Teks Bacaan:
============================================================
Tradisi Naik Dango

BAB I
PENDAHULUAN
A.    Latar Belakang
            Kearifan lokal merupakan hasil warisan budaya, yang terbentuk dari suatu kebiasaan masyarakat sebagai adaptasi terhadap alam dan lingkungan tempat tinggalnya. Kebiasaan-kebiasaan yang terbentuk ini sifatnya turun-temurun, setiap masyarakat memiliki cara sendiri untuk  melestarikan kearifan lokal daerahnya.
            Kearifan lokal yang terbentuk tentu saja mengandung nilai-nilai religi atau kepercayaan yang dianut oleh masyarakat setempat. Seiring berjalannya waktu, keberadaan kearifan lokal semakin tersingkirkan dengan masuknya berbagai perkembangan teknologi. Oleh karena itu, sangat penting bagi masyarakat untuk melestarikan kearifan lokal di setiap daerahnya.
            Prospek dari kearifan lokal tentu saja sangat bergantung kepada bagaimana masyarakat melestarikan kembali kearifan lokal yang ada, serta bagaimana cara untuk mengubah pola pikir masyarakat dari pola pikir mekanik ke pola pikir holistik, sehingga kearifan lokal yang dimiliki masyarakat dapat dimanfaatkan tanpa mengganggu keseimbangannya.
============================================================
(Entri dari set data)
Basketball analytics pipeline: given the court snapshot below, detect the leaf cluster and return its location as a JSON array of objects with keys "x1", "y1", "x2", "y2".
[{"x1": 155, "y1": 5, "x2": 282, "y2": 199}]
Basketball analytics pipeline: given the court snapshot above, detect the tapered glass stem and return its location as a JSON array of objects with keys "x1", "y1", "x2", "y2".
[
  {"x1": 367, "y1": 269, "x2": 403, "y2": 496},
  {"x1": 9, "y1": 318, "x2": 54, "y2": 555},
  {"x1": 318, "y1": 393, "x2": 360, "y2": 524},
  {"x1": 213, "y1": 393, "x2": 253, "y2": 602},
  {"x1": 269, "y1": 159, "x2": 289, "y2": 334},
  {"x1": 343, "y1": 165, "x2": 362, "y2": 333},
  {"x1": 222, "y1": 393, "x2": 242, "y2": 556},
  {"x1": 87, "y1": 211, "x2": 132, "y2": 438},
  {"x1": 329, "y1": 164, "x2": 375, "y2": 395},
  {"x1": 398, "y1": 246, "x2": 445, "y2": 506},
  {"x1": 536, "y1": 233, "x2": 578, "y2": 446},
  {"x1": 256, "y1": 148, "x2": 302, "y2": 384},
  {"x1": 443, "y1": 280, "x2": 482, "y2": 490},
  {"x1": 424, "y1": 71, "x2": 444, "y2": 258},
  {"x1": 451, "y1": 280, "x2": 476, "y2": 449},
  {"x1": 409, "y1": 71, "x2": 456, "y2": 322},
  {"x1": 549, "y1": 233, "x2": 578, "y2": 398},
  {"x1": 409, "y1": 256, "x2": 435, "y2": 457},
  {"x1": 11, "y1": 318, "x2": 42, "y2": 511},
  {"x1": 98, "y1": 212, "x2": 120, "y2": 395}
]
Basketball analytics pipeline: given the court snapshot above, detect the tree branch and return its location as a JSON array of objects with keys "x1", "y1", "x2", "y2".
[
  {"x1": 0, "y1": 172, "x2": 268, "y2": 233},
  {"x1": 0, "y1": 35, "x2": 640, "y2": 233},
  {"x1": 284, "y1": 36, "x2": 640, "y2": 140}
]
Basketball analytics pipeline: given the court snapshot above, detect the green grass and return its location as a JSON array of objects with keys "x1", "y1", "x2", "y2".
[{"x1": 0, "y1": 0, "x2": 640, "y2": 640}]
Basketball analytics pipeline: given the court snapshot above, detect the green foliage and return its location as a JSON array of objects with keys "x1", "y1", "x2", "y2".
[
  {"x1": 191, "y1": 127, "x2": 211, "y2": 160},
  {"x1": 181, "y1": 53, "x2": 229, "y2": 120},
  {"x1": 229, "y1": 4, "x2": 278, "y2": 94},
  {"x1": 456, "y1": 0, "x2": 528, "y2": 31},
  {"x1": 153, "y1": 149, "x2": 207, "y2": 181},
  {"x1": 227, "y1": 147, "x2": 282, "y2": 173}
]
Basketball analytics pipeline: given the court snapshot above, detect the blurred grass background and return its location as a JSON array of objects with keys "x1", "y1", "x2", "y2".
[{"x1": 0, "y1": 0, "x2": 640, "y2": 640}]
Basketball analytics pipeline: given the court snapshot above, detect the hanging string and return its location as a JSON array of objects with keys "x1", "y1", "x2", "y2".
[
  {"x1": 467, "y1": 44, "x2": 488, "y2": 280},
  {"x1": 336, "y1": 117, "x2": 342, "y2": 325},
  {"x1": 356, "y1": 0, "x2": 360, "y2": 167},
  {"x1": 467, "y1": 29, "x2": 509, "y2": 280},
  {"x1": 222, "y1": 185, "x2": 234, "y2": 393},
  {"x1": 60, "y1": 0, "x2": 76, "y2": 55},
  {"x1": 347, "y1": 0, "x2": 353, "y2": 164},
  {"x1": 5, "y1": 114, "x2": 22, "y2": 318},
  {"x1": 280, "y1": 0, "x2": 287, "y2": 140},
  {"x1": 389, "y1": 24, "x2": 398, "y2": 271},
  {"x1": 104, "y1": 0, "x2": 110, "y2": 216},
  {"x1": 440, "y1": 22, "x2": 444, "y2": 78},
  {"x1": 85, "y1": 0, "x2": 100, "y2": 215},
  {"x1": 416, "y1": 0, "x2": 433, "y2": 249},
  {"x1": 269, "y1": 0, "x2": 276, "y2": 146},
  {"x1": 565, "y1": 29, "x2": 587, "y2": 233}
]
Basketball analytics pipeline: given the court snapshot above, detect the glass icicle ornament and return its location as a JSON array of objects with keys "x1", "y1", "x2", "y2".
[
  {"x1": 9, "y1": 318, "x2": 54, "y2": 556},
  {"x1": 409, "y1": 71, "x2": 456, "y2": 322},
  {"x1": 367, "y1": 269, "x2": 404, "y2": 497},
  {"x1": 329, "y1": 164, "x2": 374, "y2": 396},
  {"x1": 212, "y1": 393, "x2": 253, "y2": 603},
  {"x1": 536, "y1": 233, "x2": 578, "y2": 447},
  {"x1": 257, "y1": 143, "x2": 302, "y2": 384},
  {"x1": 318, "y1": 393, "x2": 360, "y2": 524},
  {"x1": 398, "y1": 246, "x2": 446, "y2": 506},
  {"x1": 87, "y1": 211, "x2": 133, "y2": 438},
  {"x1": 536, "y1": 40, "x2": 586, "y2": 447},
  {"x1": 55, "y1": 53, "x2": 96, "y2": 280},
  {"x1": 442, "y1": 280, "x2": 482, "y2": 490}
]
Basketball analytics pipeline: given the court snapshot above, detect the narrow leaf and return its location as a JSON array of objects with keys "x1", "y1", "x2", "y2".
============================================================
Yang Ditanyakan:
**1.** Salinlah bagian teks bacaan yang dimulai dari "Tradisi Naik Dango" dan berakhir pada "di setiap daerahnya.".
**2.** Jawablah pertanyaan berikut berdasarkan teks bacaan.
(a) Dari apakah kearifan lokal terbentuk?
(b) Apa yang membuat keberadaan kearifan lokal semakin tersingkirkan seiring berjalannya waktu?
(c) Dari pola pikir apa ke pola pikir apa pola pikir masyarakat perlu diubah?

Jawaban:
**1.**
Tradisi Naik Dango

BAB I
PENDAHULUAN
A.    Latar Belakang
            Kearifan lokal merupakan hasil warisan budaya, yang terbentuk dari suatu kebiasaan masyarakat sebagai adaptasi terhadap alam dan lingkungan tempat tinggalnya. Kebiasaan-kebiasaan yang terbentuk ini sifatnya turun-temurun, setiap masyarakat memiliki cara sendiri untuk  melestarikan kearifan lokal daerahnya.
            Kearifan lokal yang terbentuk tentu saja mengandung nilai-nilai religi atau kepercayaan yang dianut oleh masyarakat setempat. Seiring berjalannya waktu, keberadaan kearifan lokal semakin tersingkirkan dengan masuknya berbagai perkembangan teknologi. Oleh karena itu, sangat penting bagi masyarakat untuk melestarikan kearifan lokal di setiap daerahnya.

**2.**
(a) Dari suatu kebiasaan masyarakat sebagai adaptasi terhadap alam dan lingkungan tempat tinggalnya.
(b) Masuknya berbagai perkembangan teknologi.
(c) Dari pola pikir mekanik ke pola pikir holistik.